Exercise: Format these lines as a numbered list, omitting any blank lines, and apply this to all of the data that follows.

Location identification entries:
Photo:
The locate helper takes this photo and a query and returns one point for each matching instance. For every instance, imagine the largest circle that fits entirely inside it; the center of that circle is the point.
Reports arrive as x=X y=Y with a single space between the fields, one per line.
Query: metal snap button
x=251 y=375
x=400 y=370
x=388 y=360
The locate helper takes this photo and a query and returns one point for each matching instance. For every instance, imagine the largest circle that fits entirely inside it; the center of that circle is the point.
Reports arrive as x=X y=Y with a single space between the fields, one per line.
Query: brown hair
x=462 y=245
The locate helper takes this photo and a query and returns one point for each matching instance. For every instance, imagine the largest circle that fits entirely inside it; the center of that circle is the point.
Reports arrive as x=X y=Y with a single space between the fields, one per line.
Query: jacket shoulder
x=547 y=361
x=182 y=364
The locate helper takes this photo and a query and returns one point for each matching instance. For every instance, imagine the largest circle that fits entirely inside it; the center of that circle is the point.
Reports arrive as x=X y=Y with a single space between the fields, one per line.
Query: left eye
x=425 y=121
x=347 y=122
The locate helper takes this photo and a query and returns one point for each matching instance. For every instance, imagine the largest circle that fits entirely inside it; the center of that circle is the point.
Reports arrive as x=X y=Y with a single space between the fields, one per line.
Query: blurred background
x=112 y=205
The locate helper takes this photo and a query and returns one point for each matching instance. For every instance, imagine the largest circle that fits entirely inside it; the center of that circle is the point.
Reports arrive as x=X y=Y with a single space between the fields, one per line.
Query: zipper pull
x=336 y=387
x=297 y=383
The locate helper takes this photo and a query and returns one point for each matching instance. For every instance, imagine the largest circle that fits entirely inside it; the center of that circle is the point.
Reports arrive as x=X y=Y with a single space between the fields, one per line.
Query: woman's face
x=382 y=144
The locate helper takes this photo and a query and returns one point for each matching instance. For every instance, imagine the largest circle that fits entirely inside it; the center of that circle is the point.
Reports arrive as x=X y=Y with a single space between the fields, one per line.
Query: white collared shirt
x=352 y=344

Exercise response:
1. Photo:
2. The locate helper takes this photo and a query and returns one point for each matching instance. For every instance, imagine the largest circle that fits entirely inside it; the center of that circle is the point.
3. Reports arrive as x=X y=Y with a single space between the fields, one per line.
4. Query: metal snap button
5. x=251 y=375
6. x=400 y=370
7. x=388 y=360
8. The locate helper takes this photo and a query and returns one point for each matching instance. For every instance, imagine the largest circle that fits entirely inside it; the center of that circle is the point.
9. Reports arrive as x=X y=Y with a single space between the fields, one per line.
10. Query: brown hair
11. x=462 y=245
12. The locate helper takes this photo and a query and returns one point for each matching instance. For every instance, imagine the largest circle that fits entirely inside it; the center of that circle is the point.
13. Reports arrive as x=X y=Y with a single space between the fields, one per line.
14. Query: jacket shoulder
15. x=547 y=361
16. x=182 y=364
17. The locate helper takes this photo and a query and returns one point for each matching instance. For every instance, imagine the largest circle that fits entirely inside it; the center of that circle is the point.
18. Reports arrive as x=X y=Y with a single space between the fields, one per line.
19. Query: left eye
20. x=425 y=121
21. x=347 y=122
22. The locate helper takes this photo and a query and returns one point for each matching instance. For every instance, imagine the largest circle that fits entirely inside it; the center of that circle is the point.
23. Reports arrive as x=X y=Y with a single space between the fields, one per line.
24. Query: blurred background
25. x=112 y=205
26. The locate helper takes this photo and a query and returns one point for each matching instance. For every instance, imagine the largest circle that fits entirely inside it; the center of that circle is the point.
27. Reports arrive as x=X y=Y with a single space between the fields, one per line.
28. Query: zipper pull
29. x=336 y=387
30. x=297 y=383
31. The locate helper takes this photo and a query and returns one point for each matching instance. For every instance, imagine the largest circle that fits entirely inside it; the center of that circle is the point.
32. Reports arrive as x=X y=Y with a single space between the fields, one per line.
33. Query: woman's face
34. x=382 y=144
35. The locate helper takes this photo and a query and returns one point for each matching instance. For every instance, imagine the largest circle that fits entirely inside it; the center of that circle is the point.
36. Reports arrive as x=X y=Y with a single space between the fields, one per line.
37. Query: white collared shirt
38. x=352 y=344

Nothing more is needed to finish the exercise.